>>>>>
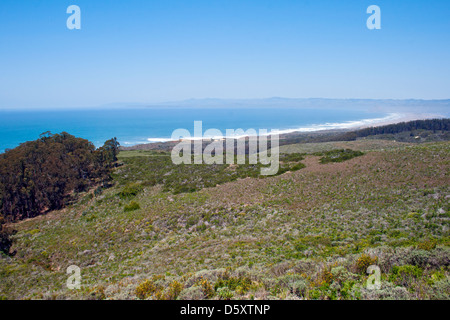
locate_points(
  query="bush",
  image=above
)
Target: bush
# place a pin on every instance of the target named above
(364, 261)
(225, 293)
(146, 289)
(192, 293)
(405, 275)
(133, 205)
(130, 190)
(173, 290)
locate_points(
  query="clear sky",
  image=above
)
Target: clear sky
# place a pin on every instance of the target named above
(150, 51)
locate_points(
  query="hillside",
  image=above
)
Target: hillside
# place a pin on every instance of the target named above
(304, 234)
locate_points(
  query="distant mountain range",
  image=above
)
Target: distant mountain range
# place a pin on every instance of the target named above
(374, 105)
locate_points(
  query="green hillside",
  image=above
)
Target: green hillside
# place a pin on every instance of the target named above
(224, 232)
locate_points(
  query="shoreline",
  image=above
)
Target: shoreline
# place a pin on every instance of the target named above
(391, 118)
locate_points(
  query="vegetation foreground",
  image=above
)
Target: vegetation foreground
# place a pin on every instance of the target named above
(222, 232)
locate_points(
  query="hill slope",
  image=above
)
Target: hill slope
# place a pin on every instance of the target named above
(304, 234)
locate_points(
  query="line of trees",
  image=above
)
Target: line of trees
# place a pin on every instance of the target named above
(431, 124)
(39, 175)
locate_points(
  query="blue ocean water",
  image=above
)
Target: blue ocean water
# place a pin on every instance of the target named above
(144, 125)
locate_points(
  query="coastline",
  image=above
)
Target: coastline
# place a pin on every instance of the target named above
(391, 118)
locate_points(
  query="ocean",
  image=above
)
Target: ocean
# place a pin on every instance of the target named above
(144, 125)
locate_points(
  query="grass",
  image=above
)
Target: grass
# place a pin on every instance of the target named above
(305, 234)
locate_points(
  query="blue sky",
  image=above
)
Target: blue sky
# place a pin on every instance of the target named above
(150, 51)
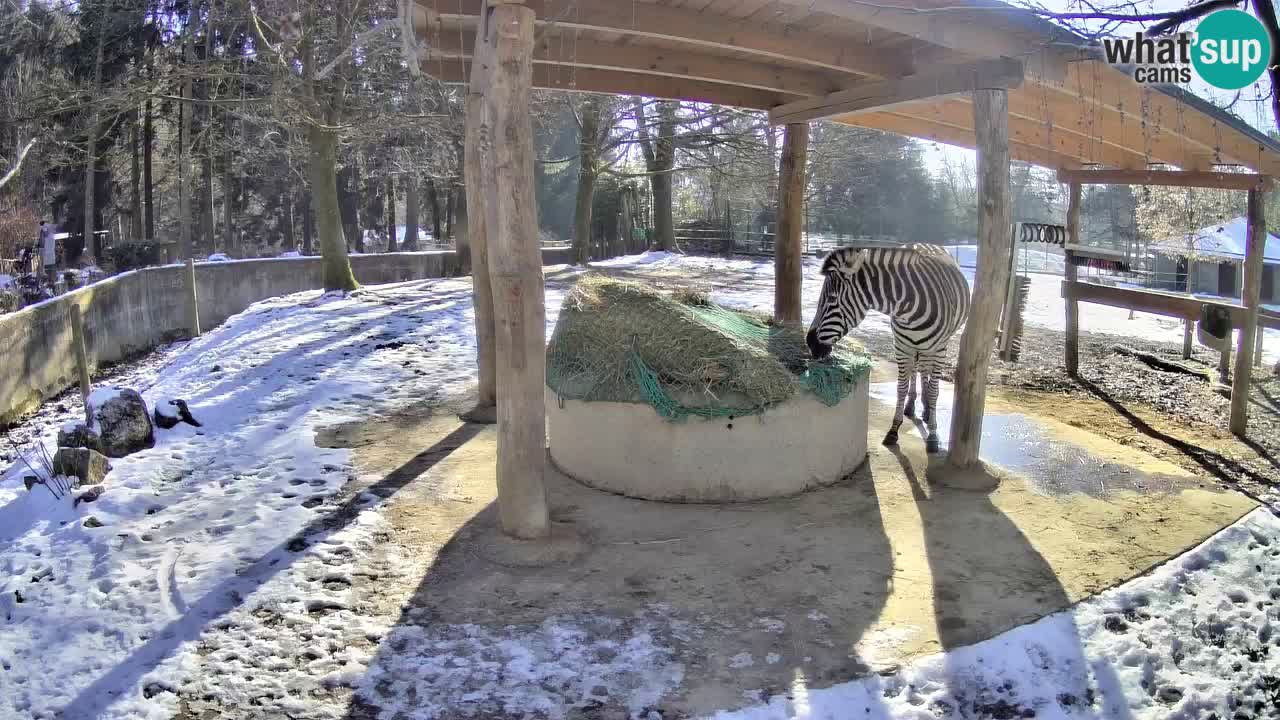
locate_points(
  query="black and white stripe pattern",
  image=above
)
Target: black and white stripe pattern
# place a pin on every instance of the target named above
(927, 299)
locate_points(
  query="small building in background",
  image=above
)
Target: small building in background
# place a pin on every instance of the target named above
(1215, 258)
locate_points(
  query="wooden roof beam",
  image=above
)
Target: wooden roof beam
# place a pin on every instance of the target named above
(689, 27)
(959, 137)
(613, 82)
(1087, 149)
(974, 30)
(1096, 82)
(1097, 123)
(986, 74)
(556, 49)
(1170, 178)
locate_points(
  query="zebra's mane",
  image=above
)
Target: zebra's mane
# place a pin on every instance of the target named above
(845, 258)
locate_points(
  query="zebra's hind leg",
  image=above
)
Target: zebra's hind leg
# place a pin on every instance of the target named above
(929, 382)
(905, 369)
(909, 409)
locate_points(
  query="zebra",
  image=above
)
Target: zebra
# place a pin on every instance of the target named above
(927, 299)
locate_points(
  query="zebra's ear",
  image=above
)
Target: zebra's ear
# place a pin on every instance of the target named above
(845, 261)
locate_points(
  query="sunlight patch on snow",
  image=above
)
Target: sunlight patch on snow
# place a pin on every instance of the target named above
(1193, 638)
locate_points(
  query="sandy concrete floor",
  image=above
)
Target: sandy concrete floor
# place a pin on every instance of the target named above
(892, 563)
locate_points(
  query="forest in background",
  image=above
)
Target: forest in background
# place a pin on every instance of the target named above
(190, 127)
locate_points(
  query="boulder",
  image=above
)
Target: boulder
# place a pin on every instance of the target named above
(80, 436)
(122, 420)
(88, 465)
(169, 413)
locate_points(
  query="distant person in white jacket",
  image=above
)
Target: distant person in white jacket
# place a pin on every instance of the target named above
(48, 251)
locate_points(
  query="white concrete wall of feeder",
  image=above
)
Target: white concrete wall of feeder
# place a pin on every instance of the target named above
(626, 447)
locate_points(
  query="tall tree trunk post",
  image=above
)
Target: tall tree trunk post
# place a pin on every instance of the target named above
(291, 241)
(324, 187)
(664, 154)
(307, 224)
(448, 212)
(136, 177)
(391, 214)
(1249, 296)
(516, 272)
(991, 123)
(1069, 270)
(433, 199)
(479, 141)
(588, 149)
(229, 194)
(149, 226)
(184, 145)
(411, 206)
(462, 232)
(90, 249)
(789, 247)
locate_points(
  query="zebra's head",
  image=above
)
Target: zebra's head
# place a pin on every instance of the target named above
(839, 306)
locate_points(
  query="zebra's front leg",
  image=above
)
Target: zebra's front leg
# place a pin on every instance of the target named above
(905, 369)
(933, 443)
(909, 409)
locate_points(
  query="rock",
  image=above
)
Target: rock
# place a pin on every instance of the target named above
(88, 465)
(88, 495)
(481, 414)
(80, 436)
(169, 413)
(122, 420)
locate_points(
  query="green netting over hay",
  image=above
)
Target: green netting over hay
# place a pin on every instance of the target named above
(684, 355)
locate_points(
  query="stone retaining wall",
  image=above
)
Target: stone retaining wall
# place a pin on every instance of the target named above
(135, 311)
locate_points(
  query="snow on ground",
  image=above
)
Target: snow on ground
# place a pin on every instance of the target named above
(1194, 639)
(227, 542)
(99, 619)
(1045, 304)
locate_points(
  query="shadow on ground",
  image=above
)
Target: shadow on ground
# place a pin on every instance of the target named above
(689, 609)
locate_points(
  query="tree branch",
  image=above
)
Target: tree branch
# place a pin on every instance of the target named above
(17, 165)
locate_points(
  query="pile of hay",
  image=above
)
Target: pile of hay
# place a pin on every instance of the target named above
(625, 342)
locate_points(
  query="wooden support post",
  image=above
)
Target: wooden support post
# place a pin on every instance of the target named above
(787, 250)
(991, 123)
(515, 270)
(1253, 251)
(81, 358)
(192, 304)
(1073, 306)
(1189, 326)
(476, 200)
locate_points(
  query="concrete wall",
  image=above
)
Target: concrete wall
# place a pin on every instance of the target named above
(133, 311)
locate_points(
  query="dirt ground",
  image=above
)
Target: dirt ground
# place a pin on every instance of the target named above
(1174, 417)
(896, 561)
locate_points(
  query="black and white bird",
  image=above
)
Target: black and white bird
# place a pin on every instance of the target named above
(926, 296)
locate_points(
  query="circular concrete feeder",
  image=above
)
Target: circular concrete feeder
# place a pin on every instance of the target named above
(626, 447)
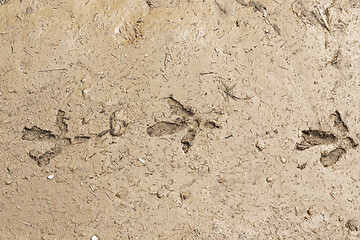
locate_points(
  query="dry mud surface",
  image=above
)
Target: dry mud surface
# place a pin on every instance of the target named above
(179, 119)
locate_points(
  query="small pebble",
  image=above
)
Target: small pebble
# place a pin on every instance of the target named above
(282, 159)
(260, 145)
(159, 194)
(185, 195)
(117, 123)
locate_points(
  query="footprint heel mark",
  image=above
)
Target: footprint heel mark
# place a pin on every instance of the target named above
(61, 121)
(315, 137)
(117, 123)
(187, 140)
(37, 134)
(188, 120)
(179, 109)
(211, 125)
(339, 123)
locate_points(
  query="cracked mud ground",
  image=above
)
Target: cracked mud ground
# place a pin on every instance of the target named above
(179, 119)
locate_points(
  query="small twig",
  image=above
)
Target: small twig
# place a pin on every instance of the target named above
(323, 18)
(206, 73)
(54, 69)
(221, 8)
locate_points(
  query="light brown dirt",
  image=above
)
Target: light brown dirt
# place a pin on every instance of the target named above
(229, 119)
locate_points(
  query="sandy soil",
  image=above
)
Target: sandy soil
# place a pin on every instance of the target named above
(175, 119)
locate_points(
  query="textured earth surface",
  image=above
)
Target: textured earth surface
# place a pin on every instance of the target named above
(180, 119)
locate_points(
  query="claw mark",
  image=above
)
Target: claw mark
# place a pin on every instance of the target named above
(35, 133)
(179, 109)
(187, 140)
(60, 121)
(164, 128)
(314, 138)
(339, 123)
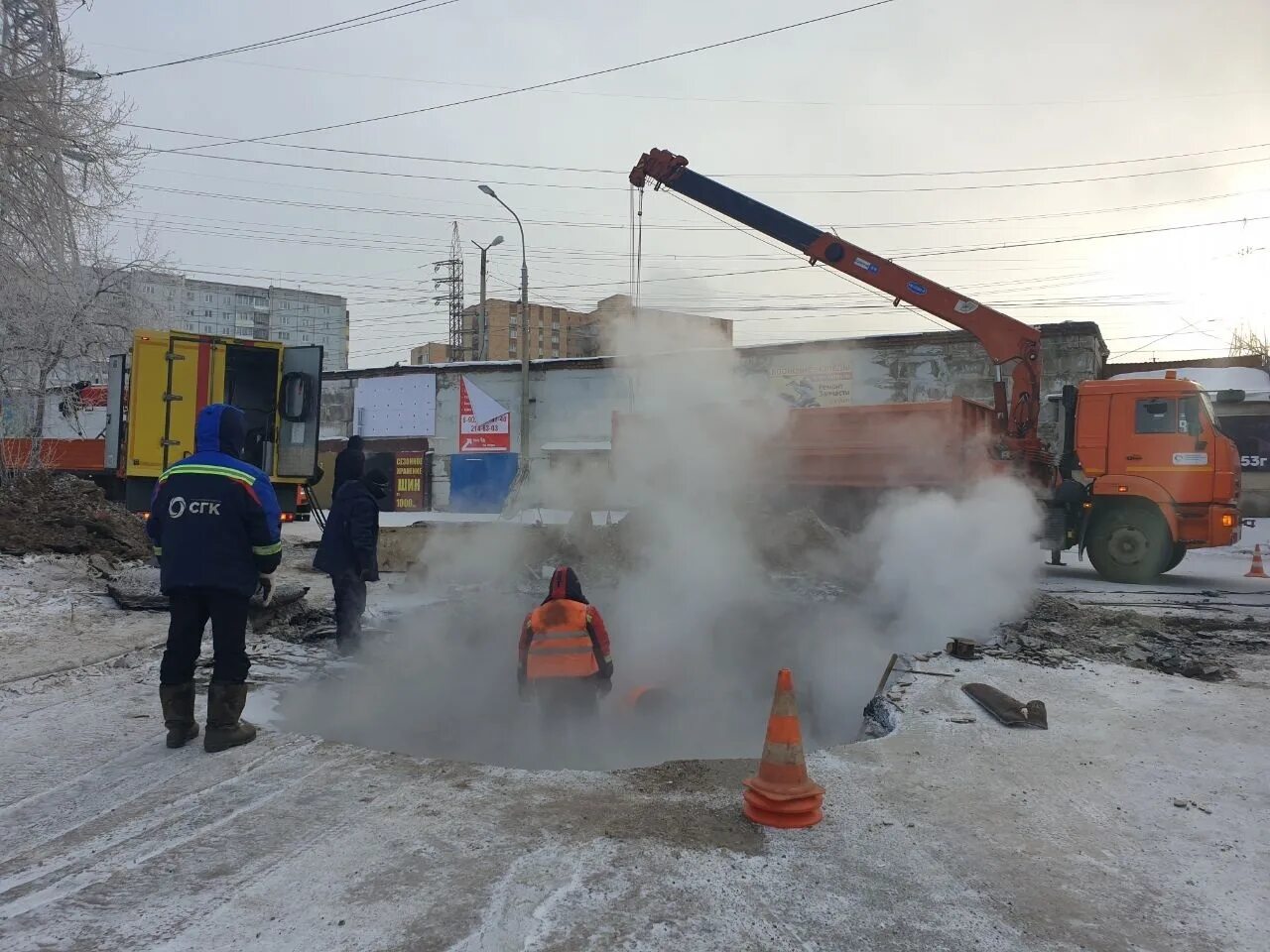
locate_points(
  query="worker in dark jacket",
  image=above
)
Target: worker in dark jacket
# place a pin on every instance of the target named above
(217, 534)
(349, 551)
(566, 657)
(349, 465)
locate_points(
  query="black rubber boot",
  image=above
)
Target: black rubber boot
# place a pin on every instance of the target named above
(178, 712)
(225, 729)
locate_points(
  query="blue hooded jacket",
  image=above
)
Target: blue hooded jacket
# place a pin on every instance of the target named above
(214, 521)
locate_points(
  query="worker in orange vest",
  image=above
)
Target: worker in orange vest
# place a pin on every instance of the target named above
(566, 656)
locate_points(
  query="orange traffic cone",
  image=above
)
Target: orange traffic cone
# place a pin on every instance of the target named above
(1257, 570)
(781, 793)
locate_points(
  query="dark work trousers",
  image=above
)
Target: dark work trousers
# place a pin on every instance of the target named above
(567, 701)
(190, 610)
(349, 606)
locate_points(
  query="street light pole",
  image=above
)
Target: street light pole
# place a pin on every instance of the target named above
(525, 338)
(483, 330)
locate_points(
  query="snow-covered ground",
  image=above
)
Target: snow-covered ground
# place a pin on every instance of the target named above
(940, 837)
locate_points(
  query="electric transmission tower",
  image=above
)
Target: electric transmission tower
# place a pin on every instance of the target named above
(452, 281)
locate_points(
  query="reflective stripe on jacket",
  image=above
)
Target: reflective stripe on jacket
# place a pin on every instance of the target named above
<<<<<
- [Exercise description] Every line above that holds the string "orange" should be returned.

- [Response to the exercise]
  query="worker in orange vest",
Target: worker in orange vest
  query="orange traffic cone",
Target: orange traffic cone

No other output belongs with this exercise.